* [Consigne 1]
Dans le texte sur le débat du mariage pour tous en Suisse, réécrivez sous forme de liste le paragraphe commençant par « On dirait que le débat qui s'annonce dérange ». Gardez-en les faits principaux.
* [Consigne 2]
Poursuivez le texte sur le débat du mariage pour tous en Suisse à partir de sa dernière phrase.

* [Passage à étudier]
- - - -
Les propositions parlementaires des Vert’libéraux, consistant à mettre à plat toutes les communautés de vie, semblent prendre de court tout le monde, des associations LGBT (dont la réaction se fait attendre) aux partis politiques, en passant par les médias. Parmi ces derniers, seuls «24 Heures» et «La Tribune de Genève» font leur Une du «tabou brisé» du mariage pour tous. C’est le silence radio du côté des autres quotidiens – et singulièrement des alémaniques. Sans doute qu’à Genève et à Lausanne, le souvenir tout proche du débat français est davantage dans les esprits. Claude Ansermoz, dans un édito joliment provocateur intitulé «Qui sera la Frigide Barjot suisse?», estime qu’«il n’est pas sûr que la stabilité politique et économique de notre pays soit la garante d’un débat plus serein. Sur un thème de société aussi «révolutionnaire» – dans le sens qu’il bouscule un ordre établi depuis des siècles –, les émotions sont également à fleur de peau chez nous.»
Sérénité
On dirait que le débat qui s’annonce dérange. Isabelle Moret, pour le Parti libéral-radical, évacue la question en estimant que les élus de son parti auront tout loisir de s’exprimer individuellement. Dans les partis de gauche, l’accueil est extrêmement prudent. Le Valaisan Mathias Reynard (PS) rappelle que «l’Espagne ou l’Angleterre ont mené le débat dans la sérénité. De toute manière, le peuple tranchera. J’ai l’impression que sur ce sujet, le monde politique est en retard sur la société.» Sans surprise, l’UDC fulmine. «La société n’a rien à gagner au mariage homosexuel, lance Yves Nidegger. Au contraire, ce serait le chaos, parce qu’on réclamerait ensuite l’adaptation du droit qui régit la procréation assistée.»
- - - -
* [Données fournies]

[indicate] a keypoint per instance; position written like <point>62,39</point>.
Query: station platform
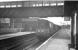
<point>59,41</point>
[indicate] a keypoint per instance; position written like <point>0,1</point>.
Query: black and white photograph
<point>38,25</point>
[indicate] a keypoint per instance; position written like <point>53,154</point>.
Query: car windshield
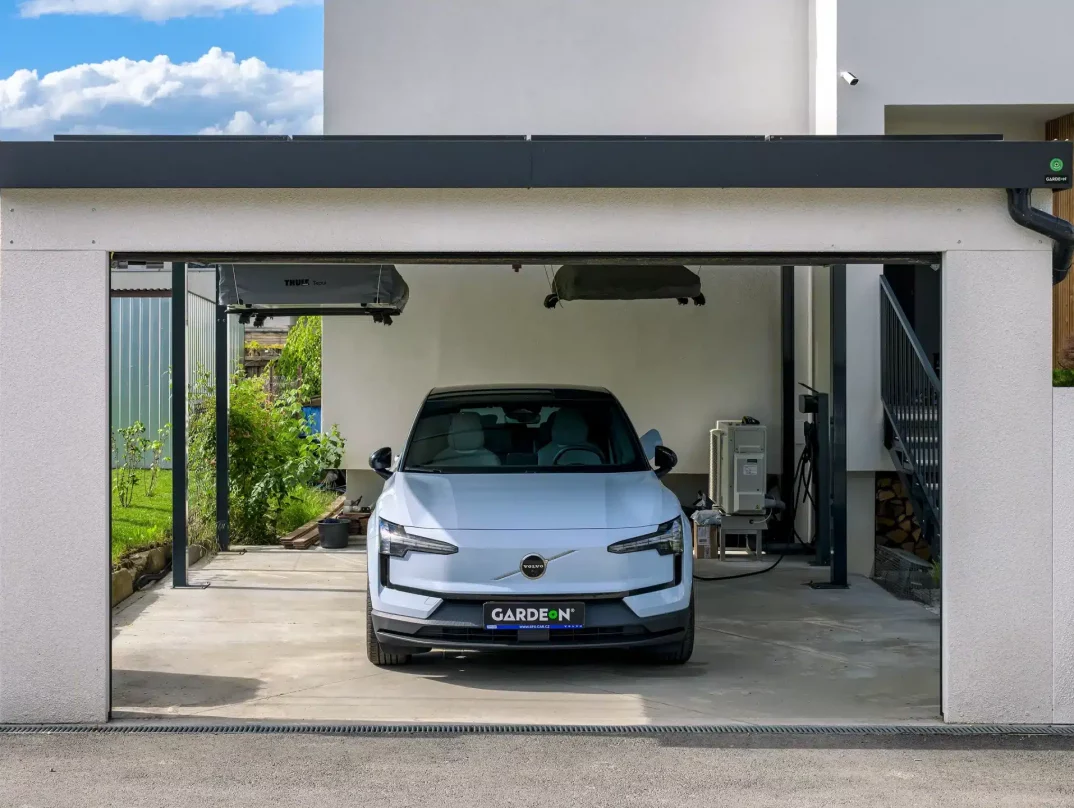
- - - -
* [Réponse rédigée 1]
- Le débat qui s'annonce semble déranger.
- Isabelle Moret, pour le Parti libéral-radical, écarte la question : les élus de son parti pourront s'exprimer individuellement.
- Les partis de gauche l'accueillent avec une extrême prudence.
- Mathias Reynard (PS) rappelle que l'Espagne et l'Angleterre ont débattu dans la sérénité. Selon lui, le peuple tranchera et le monde politique est en retard sur la société.
- L'UDC fulmine. Pour Yves Nidegger, la société n'a rien à gagner au mariage homosexuel. Ce serait même le chaos, car on réclamerait ensuite d'adapter le droit de la procréation assistée.

* [Réponse rédigée 2]
Les Verts, traditionnellement en pointe sur les questions LGBT, apparaissent également à la traîne de leurs rivaux écolos de centre-droit. Adèle Thorens s’empresse d’expliquer que son parti s’apprête à déposer une interpellation sur l’initiative du PDC qui a précipité le débat, avec l’article de son initiative «Contre la pénalisation du mariage» qui prévoit incidemment de restreindre la définition du mariage aux couples hétéros. Les Verts veulent inciter le Conseil fédéral à rédiger un contre-projet sur cet aspect précis du texte des démocrates-chrétiens, afin de laisser la porte ouverte au mariage égalitaire. Pour plus tard.
Niche électorale
Et le PDC qui a, après tout, déclenché cette situation? Son président, Christophe Darbellay, reste sibyllin. «Il n’y a de notre part aucune volonté de discriminer les couples homosexuels», se contente-t-il d’assurer à «24 Heures» – toujours sans expliquer pourquoi son parti tient tant à verrouiller le mariage comme une institution hétérosexuelle. Comme si, dans cette nouvelle question de société qui émerge dans le débat suisse, aucune formation ne s’estimait prête à partir au combat. Aucune, sauf apparemment les Vert’libéraux. Ils trouvent peut-être ici une niche qui leur permettra de conquérir une base électorale un peu plus large que leurs 3 à 4% actuels.